◆ Exercise instructions: Return the records below exactly as they are written.

BEGIN Record extracts

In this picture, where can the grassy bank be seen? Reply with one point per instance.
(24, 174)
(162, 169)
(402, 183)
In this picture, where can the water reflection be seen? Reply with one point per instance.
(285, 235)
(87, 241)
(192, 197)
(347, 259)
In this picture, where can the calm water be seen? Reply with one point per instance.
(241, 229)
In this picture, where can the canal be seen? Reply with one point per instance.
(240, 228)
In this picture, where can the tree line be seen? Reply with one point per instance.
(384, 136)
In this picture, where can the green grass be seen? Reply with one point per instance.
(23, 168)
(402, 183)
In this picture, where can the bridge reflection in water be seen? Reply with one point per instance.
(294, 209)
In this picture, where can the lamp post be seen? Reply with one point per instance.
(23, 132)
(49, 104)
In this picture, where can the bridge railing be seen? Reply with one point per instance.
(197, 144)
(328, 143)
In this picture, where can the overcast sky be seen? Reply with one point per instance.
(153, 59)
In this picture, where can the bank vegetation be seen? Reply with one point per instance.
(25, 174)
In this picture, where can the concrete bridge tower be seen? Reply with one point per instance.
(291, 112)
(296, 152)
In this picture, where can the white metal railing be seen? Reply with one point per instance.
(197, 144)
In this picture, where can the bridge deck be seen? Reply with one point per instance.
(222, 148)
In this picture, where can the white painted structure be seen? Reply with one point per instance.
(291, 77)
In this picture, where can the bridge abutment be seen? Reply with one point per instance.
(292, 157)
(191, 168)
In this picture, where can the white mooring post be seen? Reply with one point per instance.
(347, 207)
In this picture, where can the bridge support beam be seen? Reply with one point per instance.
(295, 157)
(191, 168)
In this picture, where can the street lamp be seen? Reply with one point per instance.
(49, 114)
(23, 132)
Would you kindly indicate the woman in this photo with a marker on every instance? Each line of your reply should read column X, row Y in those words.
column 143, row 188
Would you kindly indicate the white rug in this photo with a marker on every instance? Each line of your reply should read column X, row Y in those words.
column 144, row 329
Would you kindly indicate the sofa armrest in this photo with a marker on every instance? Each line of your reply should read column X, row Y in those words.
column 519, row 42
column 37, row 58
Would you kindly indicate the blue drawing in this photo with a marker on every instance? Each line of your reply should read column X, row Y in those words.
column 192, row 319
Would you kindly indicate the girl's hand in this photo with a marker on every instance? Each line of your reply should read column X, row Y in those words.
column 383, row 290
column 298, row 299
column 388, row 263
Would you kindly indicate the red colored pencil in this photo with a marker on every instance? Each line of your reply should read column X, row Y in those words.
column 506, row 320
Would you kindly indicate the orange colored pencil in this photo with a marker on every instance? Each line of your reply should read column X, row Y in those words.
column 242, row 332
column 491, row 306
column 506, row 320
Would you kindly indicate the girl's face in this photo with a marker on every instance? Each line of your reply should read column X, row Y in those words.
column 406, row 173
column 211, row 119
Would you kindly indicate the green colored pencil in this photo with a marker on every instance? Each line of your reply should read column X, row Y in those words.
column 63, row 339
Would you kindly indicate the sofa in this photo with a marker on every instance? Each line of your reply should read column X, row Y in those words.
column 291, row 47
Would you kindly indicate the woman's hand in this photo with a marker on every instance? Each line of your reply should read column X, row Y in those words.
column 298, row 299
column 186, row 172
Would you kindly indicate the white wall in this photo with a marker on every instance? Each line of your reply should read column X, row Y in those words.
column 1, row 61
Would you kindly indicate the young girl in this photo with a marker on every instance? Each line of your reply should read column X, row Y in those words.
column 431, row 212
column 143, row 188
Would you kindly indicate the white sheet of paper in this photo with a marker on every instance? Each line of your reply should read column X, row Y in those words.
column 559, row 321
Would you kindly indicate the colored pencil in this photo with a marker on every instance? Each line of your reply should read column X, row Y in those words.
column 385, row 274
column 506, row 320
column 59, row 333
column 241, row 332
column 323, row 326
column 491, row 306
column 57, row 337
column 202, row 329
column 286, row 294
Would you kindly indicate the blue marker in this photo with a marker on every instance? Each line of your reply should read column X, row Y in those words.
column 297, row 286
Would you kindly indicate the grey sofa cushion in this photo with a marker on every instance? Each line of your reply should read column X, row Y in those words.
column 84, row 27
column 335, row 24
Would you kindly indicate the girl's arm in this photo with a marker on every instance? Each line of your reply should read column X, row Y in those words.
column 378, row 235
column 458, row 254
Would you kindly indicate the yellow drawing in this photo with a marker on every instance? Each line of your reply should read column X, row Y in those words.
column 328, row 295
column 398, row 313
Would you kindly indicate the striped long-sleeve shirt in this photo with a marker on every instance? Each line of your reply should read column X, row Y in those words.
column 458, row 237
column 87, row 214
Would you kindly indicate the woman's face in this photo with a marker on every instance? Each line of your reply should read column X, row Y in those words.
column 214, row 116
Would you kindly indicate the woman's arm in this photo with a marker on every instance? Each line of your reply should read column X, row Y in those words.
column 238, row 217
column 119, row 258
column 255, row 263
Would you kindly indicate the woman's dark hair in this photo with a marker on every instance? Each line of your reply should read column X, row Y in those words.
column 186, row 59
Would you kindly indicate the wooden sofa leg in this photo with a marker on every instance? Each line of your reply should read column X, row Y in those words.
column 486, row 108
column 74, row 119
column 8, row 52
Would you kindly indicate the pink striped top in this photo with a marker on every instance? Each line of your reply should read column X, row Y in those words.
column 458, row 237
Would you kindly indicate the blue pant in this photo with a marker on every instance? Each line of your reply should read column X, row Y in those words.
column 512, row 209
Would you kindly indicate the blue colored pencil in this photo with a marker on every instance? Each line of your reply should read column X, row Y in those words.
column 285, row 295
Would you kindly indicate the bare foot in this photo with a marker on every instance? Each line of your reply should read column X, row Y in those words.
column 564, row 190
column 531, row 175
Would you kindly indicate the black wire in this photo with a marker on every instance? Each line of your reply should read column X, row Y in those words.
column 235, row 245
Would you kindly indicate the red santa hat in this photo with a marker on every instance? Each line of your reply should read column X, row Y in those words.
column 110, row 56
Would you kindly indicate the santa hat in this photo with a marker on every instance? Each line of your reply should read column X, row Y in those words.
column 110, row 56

END Record extracts

◆ Exercise solution:
In this picture, where can the grassy bank be seen? Reply with one point per instance.
(24, 174)
(162, 169)
(402, 183)
In this picture, where can the water reflection be seen? Reply with one point per instance.
(285, 235)
(87, 241)
(192, 197)
(347, 259)
In this picture, where can the calm water be seen? Reply with one point per instance.
(241, 229)
In this picture, where can the canal be seen? Reply with one point per instance.
(240, 228)
In this picture, where can the tree line be seen? Reply with one point per instance.
(384, 136)
In this picture, where can the green grass be seen? Reply with one point per instance.
(23, 168)
(402, 183)
In this picture, where can the bridge reflection in water be seen? Reply with one point per instance.
(294, 209)
In this picture, where can the lamp post be seen? Reply with one point per instance.
(23, 132)
(49, 104)
In this picture, where can the bridge railing be seen? Reply with one point per instance.
(197, 144)
(328, 143)
In this picture, where can the overcast sky be seen? Reply with one point per instance.
(153, 59)
In this picture, where can the bank vegetation be seen? Reply with one point per instance.
(25, 174)
In this picture, where can the concrete bridge tower be seen? Reply with one point per instance.
(291, 112)
(296, 152)
In this picture, where can the white metal railing be seen? Reply with one point per instance.
(197, 144)
In this picture, where can the bridge deck be seen? Reply with one point per instance.
(222, 148)
In this picture, where can the white painted structure be seen? Reply with one point per instance.
(291, 77)
In this picture, where can the bridge abutment be seen? Reply with one point per instance.
(292, 157)
(191, 168)
In this picture, where can the white mooring post be seen? Reply with one point per instance.
(347, 207)
In this picture, where can the bridge support beam be seen? Reply with one point per instance.
(295, 157)
(191, 168)
In this picture, where can the street lamp be seen? Reply with one point per instance.
(49, 114)
(23, 132)
Would you kindly indicate the woman in this photo with a marker on every instance? Each line of your reply should read column X, row Y in those words.
column 143, row 188
Would you kindly indicate the white rug in this photo with a marker on every instance? Each line of your reply should read column X, row Y in those words.
column 144, row 329
Would you kindly indicate the sofa armrest in this photo with a marker on every instance? Each line of your reply should read column X, row Y in those words.
column 519, row 42
column 37, row 58
Would you kindly indicate the blue drawing in this photo with a marker on every instance? Each line of your reply should read column X, row Y in those words.
column 192, row 319
Would you kindly indicate the girl's hand in this photo with a marker on every instance? Each line of your reply should read column X, row Y in those words.
column 383, row 290
column 298, row 299
column 388, row 263
Would you kindly indicate the red colored pencil in this photo with a marker on every instance? Each line of your reply should read column X, row Y in those words.
column 506, row 320
Would you kindly indicate the orange colored pencil in this photo with a marker on every instance? Each line of your reply should read column X, row Y in those words.
column 242, row 332
column 491, row 306
column 506, row 320
Would you kindly indicate the girl's face in this photo with a marker on every instance? Each line of your reply should read column X, row Y in those words.
column 406, row 173
column 211, row 119
Would you kindly indicate the green colored pencil in this photo with a marker on every instance? Each line of your reply should read column X, row Y in those words.
column 63, row 339
Would you kindly indicate the sofa in this photo with a marker on every instance? Each line of your reply should read column X, row Y in those words.
column 291, row 47
Would you kindly indicate the woman's hand in this photo with a marker on every instance? Each line of your reply should read column X, row Y in those words.
column 298, row 299
column 186, row 172
Would you kindly indicate the white wall in this photo with a marker on every instance? Each line of your reply should read column X, row Y in those words.
column 1, row 61
Would you kindly indicate the young girl in this photo with a marker on every instance? Each line of your reply should read column X, row Y in those words.
column 431, row 212
column 143, row 188
Would you kindly indicate the white sheet of paper in this photo with a marker on every instance? Each line of your reply should read column X, row Y in those words.
column 559, row 321
Would you kindly indicate the colored pencil in this photo with a marker on every instance? Each line of your reply should read column X, row Y in those words.
column 385, row 274
column 506, row 320
column 59, row 333
column 241, row 332
column 323, row 326
column 491, row 306
column 57, row 337
column 202, row 329
column 286, row 294
Would you kindly indicate the blue marker in this photo with a marker on every instance? Each line of your reply should read column X, row Y in those words.
column 297, row 286
Would you kindly indicate the grey sofa cushion in this photo with a marker on every instance? Each line of your reply should read column X, row Y in those words.
column 84, row 27
column 335, row 24
Would you kindly indicate the girl's arm in this photo with a marker on every instance? Each line of your reply should read column X, row Y in those words.
column 378, row 235
column 458, row 254
Would you kindly indicate the yellow drawing in this photo with a marker on every instance? Each line of your reply should read column X, row Y in those words.
column 328, row 295
column 398, row 313
Would you kindly indicate the striped long-sleeve shirt in this photo with a marker on every instance? Each line of your reply should read column X, row Y in those words.
column 458, row 237
column 87, row 214
Would you kindly indicate the woman's face in this photo with a marker on every instance? Each line of your reply should read column X, row Y in those words.
column 214, row 116
Would you kindly indicate the woman's arm in this photo with a marker on every instance? Each line of your reply should read column X, row Y in those words.
column 238, row 217
column 119, row 258
column 255, row 263
Would you kindly indicate the woman's dark hair in this photo with a marker on every instance? Each line of your reply should read column X, row Y in those words.
column 186, row 59
Would you kindly indicate the wooden sofa leg in this photo with a marker on every instance? Each line of your reply should read column X, row Y in those words.
column 486, row 108
column 74, row 119
column 8, row 52
Would you kindly indicate the pink striped top in this photo with a marker on every instance? Each line of your reply should read column X, row Y in those words.
column 458, row 237
Would you kindly indicate the blue pant in this photo with a marker on every instance? Each line of your reply should read column X, row Y in those words.
column 512, row 209
Would you kindly indicate the blue colored pencil in this photo with a marker on every instance? Each line of your reply should read column X, row Y in those words.
column 285, row 295
Would you kindly indicate the bare foot in this photo with a marker on every instance? Each line of your reply should read column X, row Y in those words.
column 564, row 190
column 531, row 175
Would you kindly indicate the black wire in this photo with a marker on every instance? Each line of your reply should read column X, row Y in those words.
column 235, row 245
Would you kindly indicate the red santa hat in this photo with a marker on every instance? Each line of your reply should read column X, row Y in those words.
column 110, row 56
Would you kindly indicate the santa hat in this photo with a marker on every instance? Each line of your reply should read column X, row Y in those words.
column 110, row 56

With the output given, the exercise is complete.